#### [Work to complete]
Could you please repeat the entries below word for word, with the images left out?

Records contained in a dataset:
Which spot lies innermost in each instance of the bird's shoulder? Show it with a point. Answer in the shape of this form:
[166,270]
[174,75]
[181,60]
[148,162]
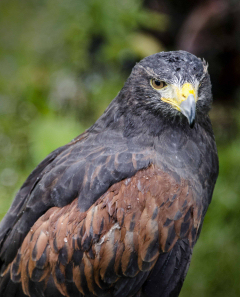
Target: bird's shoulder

#### [Task answer]
Which spot lies innermost in each instance of the bird's shoulder? Show it with a point. Answer in the shape of this form:
[166,270]
[174,75]
[181,60]
[148,162]
Target: bird's shoulder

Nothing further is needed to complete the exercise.